■ **Questions on the material**:
**1.** Reproduce the Hogs Back Books article, everything from "UK children's book" down to "Farnham in Surrey.".
**2.** Name every book title mentioned in the Hogs Back Books article.
**3.** According to the Hogs Back Books article, what did Karen Stevens do before founding the company?

■ **Exercise text**:
Segment Open

Hogs Back Books
- Founded: 2010
- Founder: Karen Stevens and Tom Stevens
- Country of origin: United Kingdom
- Headquarters location: Guildford, Surrey
- Distribution: Central Books Ltd
- Publication types: Children's Books
- Official website: www.hogsbackbooks.com

= Hogs Back Books =

UK children's book publisher

Hogs Back Books Ltd is a family independent children's book publisher based in Guildford, Surrey (UK).

== History ==
Hogs Back Books was founded in 2010 by Karen Stevens, a former medical journalist, and Tom Stevens, a former civil engineer. The company name comes from its location on the Hog's Back, a ridge of chalk that lies between Guildford and Farnham in Surrey.

With its pig's snout logo and its motto “a nose for a good book...”, Hogs Back Books publishes books from newcomers, and sells them through various retail outlets, including non-mainstream ones such as farm shops and art galleries (Tate Modern). They have also partnered with Loch Fyne, the fish restaurant chain. In 2013, they teamed up with Inpress Books, a sales and marketing agency for independent publishers in the UK supported by Arts Council England and specialising in literary fiction and poetry.

== Books published ==
Hogs Back Books publishes fiction books aimed to children up to 10. Amongst its most notable titles, Boris the Boastful Frog was recommended by The Telegraph in 2013 as one of the best books of the year for young children.

For the release of the title O is for Olympics, part of its Alphabet series, the company joined the Olympic flame's journey and met with independent bookshops to gather comments on their experiences.

Tanya Fenton, former animator for Disney, is one of its authors (Three Silly Chickens) and illustrators (Three Silly Chickens and Croc on the Rock).

Segment Closed

■ **Input data**:

Segment Open

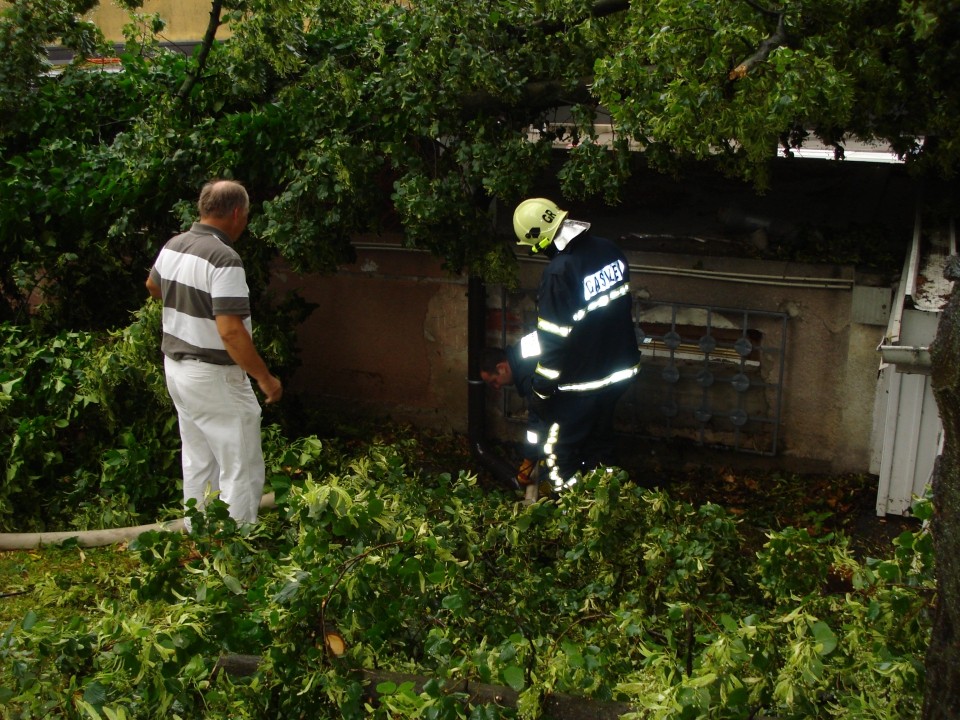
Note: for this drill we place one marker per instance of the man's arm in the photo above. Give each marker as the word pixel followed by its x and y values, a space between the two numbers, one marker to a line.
pixel 240 347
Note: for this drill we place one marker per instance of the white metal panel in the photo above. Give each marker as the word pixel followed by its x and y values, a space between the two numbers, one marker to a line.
pixel 912 432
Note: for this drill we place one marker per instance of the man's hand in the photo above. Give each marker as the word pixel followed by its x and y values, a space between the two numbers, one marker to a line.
pixel 272 389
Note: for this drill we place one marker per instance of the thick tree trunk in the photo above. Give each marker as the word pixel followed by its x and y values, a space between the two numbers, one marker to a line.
pixel 942 694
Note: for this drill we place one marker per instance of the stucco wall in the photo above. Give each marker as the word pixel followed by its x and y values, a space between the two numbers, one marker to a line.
pixel 186 19
pixel 389 337
pixel 390 333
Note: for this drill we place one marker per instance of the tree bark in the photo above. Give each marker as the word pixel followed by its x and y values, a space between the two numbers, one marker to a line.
pixel 942 692
pixel 193 77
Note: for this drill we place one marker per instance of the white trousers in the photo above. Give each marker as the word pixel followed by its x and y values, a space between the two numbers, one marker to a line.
pixel 220 430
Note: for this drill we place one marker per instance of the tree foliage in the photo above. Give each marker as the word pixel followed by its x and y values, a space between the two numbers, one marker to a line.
pixel 362 116
pixel 613 593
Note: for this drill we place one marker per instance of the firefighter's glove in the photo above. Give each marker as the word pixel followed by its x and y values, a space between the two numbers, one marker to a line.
pixel 526 472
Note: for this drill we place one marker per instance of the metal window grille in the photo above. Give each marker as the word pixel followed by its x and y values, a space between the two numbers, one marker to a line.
pixel 710 374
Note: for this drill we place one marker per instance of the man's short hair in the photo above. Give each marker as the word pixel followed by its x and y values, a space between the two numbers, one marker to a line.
pixel 491 357
pixel 219 198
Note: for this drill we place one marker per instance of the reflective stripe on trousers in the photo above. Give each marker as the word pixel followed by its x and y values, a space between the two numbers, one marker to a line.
pixel 220 430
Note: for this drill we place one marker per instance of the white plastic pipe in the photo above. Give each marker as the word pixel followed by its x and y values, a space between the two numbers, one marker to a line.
pixel 97 538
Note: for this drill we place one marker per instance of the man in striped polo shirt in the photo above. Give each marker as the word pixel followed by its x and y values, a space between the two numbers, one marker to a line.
pixel 209 354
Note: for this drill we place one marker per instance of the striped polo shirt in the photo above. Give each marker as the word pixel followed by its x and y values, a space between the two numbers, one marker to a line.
pixel 200 276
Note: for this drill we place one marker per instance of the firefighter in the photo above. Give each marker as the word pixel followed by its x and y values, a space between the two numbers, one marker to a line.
pixel 516 366
pixel 588 347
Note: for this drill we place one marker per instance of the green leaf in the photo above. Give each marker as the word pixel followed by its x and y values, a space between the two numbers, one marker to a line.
pixel 826 640
pixel 233 585
pixel 513 677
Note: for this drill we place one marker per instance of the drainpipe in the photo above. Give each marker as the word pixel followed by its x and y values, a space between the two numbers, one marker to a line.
pixel 501 470
pixel 99 538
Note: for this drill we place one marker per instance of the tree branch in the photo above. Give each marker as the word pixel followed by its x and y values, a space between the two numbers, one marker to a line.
pixel 763 52
pixel 193 77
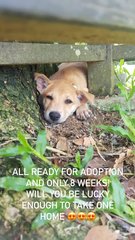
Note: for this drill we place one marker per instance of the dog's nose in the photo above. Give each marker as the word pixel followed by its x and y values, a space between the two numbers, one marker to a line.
pixel 54 116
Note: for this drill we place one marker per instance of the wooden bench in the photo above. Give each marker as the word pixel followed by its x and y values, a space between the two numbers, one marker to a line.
pixel 99 57
pixel 68 21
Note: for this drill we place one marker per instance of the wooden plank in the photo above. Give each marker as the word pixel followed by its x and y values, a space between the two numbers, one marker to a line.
pixel 32 29
pixel 124 51
pixel 112 13
pixel 38 53
pixel 100 75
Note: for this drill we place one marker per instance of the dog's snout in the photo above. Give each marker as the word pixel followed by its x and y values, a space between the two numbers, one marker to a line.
pixel 54 116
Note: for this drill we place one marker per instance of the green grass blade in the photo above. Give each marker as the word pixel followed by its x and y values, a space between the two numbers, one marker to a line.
pixel 88 156
pixel 14 183
pixel 41 142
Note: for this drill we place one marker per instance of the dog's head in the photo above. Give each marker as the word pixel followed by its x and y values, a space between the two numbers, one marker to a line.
pixel 60 100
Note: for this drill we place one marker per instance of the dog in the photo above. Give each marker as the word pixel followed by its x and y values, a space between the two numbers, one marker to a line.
pixel 65 92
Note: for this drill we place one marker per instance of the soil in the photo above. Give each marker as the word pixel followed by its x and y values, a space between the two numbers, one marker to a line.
pixel 67 139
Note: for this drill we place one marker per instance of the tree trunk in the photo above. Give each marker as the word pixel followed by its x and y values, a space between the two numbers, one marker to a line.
pixel 18 104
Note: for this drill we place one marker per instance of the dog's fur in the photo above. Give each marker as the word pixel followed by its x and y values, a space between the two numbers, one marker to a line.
pixel 65 92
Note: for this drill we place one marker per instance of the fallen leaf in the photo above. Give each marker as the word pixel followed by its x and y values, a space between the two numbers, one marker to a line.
pixel 62 144
pixel 102 233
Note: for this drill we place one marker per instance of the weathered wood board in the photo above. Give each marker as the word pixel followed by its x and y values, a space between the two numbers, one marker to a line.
pixel 68 21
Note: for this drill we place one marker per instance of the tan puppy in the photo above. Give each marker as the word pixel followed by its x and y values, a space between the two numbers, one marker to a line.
pixel 65 92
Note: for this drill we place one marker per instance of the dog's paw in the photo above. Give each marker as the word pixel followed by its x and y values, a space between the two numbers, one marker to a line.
pixel 83 113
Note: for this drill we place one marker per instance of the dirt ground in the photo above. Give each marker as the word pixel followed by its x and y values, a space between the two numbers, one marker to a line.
pixel 66 139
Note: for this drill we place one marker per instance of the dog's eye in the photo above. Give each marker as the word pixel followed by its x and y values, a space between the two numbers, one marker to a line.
pixel 49 97
pixel 68 101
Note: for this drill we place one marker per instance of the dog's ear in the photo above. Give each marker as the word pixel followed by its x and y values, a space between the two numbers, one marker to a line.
pixel 42 81
pixel 85 97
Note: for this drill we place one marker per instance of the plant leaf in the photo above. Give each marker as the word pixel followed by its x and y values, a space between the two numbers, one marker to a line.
pixel 14 183
pixel 12 151
pixel 24 142
pixel 28 165
pixel 88 156
pixel 41 142
pixel 118 193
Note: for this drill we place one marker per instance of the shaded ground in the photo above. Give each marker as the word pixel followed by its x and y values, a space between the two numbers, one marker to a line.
pixel 70 137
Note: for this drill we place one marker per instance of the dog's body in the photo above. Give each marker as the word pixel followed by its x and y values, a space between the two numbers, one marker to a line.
pixel 65 92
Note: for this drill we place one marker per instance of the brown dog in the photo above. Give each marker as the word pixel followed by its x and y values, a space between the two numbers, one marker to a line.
pixel 65 92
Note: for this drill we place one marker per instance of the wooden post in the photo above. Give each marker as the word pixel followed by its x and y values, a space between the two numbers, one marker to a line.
pixel 100 75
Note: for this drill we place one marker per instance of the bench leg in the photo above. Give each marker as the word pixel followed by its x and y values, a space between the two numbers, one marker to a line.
pixel 100 75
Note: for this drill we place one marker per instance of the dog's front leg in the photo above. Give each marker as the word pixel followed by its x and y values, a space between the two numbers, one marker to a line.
pixel 83 112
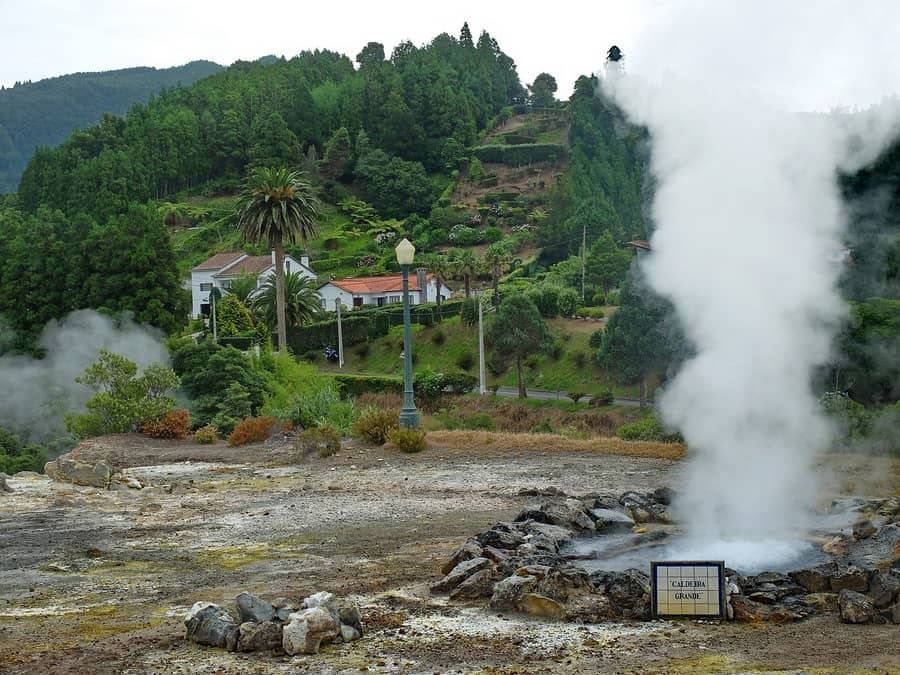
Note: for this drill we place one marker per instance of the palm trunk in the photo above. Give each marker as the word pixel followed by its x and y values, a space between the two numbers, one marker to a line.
pixel 279 295
pixel 522 392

Segment Closed

■ **Results for each task**:
**1.**
UK children's book publisher

Hogs Back Books Ltd is a family independent children's book publisher based in Guildford, Surrey (UK).

== History ==
Hogs Back Books was founded in 2010 by Karen Stevens, a former medical journalist, and Tom Stevens, a former civil engineer. The company name comes from its location on the Hog's Back, a ridge of chalk that lies between Guildford and Farnham in Surrey.

**2.**
Boris the Boastful Frog
O is for Olympics
Three Silly Chickens
Croc on the Rock

**3.** She was a medical journalist.